**** Texto extraído

El coleccionista de papas

Hubo un tiempo en que el agricultor Fausto Blas creía que el clima enloquecía debido al castigo de Dios. Una mañana, Fausto se levantó al amanecer, para cosechar una hectárea de papas nativas que había cuidado durante meses y las halló muertas: una helada había caído de súbito durante la madrugada, arrasándolo todo. Los tallos y hojas verdes yacían sobre la tierra, quemados por el frío. Las flores de papa —lilas, blancas, amarillas— estaban marchitas. Los tubérculos quedaron reducidos a bolitas marrones, duras como piedras, imposibles de comer. Comenzaba marzo, tiempo de la floración: un mes donde, se supone, los vientos más fríos de la puna, a casi cuatro mil metros de altura en los Andes centrales del Perú, no debían llegar. No todavía. No con esa fuerza.

********
**** Datos proporcionados

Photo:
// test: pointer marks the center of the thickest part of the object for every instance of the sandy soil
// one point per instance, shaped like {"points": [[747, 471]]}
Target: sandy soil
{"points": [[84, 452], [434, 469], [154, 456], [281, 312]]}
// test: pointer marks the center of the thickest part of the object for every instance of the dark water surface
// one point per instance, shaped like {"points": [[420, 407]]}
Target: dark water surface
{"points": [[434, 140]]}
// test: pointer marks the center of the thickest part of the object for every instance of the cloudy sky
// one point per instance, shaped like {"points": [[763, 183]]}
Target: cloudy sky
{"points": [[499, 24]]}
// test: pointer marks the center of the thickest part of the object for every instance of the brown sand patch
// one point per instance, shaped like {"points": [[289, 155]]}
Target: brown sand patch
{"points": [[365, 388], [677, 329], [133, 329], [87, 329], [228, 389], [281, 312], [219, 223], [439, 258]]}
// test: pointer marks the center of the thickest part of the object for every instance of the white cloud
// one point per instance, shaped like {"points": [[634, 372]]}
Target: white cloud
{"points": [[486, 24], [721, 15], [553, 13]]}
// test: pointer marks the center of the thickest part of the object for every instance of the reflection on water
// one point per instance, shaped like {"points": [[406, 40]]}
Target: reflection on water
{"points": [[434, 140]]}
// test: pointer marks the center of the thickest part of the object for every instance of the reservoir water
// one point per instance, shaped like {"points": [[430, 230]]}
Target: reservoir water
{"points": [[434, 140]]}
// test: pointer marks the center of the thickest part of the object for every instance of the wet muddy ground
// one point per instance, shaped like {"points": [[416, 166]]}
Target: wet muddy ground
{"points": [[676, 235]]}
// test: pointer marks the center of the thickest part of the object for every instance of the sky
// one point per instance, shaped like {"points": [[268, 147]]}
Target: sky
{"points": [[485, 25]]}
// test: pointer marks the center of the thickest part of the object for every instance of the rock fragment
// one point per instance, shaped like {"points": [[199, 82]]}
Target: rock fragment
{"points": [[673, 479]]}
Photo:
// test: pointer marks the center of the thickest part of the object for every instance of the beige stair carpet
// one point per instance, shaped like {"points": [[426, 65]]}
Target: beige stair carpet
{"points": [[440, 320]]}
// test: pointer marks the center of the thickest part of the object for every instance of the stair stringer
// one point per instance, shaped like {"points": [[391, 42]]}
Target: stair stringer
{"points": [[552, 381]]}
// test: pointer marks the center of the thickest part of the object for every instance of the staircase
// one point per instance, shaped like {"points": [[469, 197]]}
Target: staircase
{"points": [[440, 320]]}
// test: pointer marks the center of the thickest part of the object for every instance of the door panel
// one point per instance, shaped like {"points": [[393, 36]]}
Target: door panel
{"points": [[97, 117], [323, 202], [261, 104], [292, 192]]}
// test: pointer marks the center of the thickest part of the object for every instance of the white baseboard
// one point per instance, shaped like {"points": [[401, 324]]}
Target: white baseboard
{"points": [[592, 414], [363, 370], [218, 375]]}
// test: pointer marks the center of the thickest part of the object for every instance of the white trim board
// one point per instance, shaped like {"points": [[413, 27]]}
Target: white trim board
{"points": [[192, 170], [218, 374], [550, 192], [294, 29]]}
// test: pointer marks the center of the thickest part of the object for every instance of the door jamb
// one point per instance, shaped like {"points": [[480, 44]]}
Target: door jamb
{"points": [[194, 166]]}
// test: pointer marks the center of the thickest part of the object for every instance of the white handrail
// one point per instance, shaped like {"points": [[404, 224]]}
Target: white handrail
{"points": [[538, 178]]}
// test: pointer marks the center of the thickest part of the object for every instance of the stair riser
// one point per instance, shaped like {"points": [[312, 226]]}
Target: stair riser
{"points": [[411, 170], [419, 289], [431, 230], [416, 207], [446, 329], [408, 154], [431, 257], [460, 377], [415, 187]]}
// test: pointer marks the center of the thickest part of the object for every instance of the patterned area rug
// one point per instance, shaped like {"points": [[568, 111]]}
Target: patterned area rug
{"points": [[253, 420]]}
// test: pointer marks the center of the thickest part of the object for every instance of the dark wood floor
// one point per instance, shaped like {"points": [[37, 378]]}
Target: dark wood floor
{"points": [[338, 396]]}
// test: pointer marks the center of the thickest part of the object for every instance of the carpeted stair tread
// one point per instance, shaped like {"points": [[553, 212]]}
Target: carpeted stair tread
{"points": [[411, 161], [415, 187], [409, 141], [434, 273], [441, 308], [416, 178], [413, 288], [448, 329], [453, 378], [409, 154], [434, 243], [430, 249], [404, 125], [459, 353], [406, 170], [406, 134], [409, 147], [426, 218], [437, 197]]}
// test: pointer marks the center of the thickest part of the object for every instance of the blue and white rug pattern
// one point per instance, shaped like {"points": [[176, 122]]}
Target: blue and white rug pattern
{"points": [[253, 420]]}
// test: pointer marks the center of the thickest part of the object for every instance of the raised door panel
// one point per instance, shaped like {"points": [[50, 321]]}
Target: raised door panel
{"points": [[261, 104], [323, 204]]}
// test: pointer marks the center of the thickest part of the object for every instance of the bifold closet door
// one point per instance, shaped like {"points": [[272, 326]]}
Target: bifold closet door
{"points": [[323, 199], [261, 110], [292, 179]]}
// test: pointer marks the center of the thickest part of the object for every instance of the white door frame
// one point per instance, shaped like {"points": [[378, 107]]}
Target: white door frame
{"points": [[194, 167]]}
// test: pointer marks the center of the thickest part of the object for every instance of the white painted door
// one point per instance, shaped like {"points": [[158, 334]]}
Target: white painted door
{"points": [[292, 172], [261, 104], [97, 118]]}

********
**** Datos proporcionados

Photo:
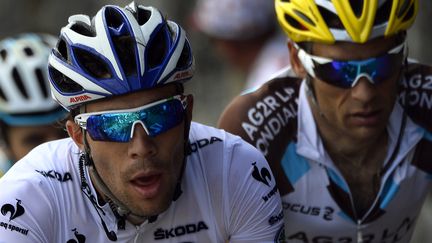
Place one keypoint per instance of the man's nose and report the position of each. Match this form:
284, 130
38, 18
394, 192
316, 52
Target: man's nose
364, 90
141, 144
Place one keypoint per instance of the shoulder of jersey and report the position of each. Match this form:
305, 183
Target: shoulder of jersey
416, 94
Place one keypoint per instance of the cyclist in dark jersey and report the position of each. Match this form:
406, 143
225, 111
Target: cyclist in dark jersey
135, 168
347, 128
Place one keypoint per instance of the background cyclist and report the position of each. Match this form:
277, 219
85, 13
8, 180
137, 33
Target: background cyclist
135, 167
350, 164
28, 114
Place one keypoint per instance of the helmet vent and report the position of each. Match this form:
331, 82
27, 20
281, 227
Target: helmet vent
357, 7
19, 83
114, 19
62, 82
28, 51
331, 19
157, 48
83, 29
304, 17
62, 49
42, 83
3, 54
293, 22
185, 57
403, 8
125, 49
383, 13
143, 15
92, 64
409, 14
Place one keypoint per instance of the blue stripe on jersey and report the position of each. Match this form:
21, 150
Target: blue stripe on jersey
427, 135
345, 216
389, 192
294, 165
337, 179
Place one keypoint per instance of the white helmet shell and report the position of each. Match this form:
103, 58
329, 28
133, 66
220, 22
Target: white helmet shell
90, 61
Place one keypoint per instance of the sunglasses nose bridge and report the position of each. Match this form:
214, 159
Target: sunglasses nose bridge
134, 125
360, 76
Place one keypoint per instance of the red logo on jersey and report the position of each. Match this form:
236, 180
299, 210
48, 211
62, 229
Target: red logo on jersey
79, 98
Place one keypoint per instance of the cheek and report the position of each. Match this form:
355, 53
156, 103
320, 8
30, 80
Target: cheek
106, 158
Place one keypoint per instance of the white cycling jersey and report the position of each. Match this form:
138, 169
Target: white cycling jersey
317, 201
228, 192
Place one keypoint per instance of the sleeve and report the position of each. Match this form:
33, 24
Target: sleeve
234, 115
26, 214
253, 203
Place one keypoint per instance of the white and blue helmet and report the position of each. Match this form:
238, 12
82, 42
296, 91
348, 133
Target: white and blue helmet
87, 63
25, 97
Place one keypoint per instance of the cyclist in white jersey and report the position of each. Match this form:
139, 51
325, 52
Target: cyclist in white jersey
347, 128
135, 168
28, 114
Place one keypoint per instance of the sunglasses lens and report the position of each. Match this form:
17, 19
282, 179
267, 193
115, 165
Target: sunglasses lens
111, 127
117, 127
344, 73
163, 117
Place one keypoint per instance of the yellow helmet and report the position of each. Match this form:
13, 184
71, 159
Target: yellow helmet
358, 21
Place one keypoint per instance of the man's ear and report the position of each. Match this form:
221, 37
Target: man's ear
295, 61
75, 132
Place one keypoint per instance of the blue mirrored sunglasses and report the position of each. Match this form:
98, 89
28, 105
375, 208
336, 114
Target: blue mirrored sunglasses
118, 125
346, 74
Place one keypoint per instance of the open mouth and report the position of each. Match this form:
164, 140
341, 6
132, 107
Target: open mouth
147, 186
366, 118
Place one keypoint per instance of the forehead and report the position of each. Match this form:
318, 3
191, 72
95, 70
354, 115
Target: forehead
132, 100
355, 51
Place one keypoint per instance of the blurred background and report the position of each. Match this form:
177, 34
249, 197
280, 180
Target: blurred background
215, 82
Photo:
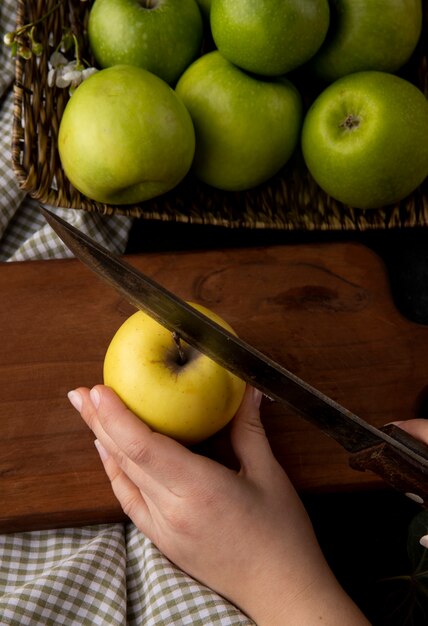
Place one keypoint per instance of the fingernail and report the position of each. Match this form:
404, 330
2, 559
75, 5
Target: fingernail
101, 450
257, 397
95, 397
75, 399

********

[Problema planteado]:
Según el texto extraído, ¿qué halló muerto Fausto Blas la mañana en que salió a cosechar? Responde en pocas palabras, por favor. Las líneas no intervienen en esto.

[Solución propuesta]:
Una hectárea de papas nativas que había cuidado durante meses.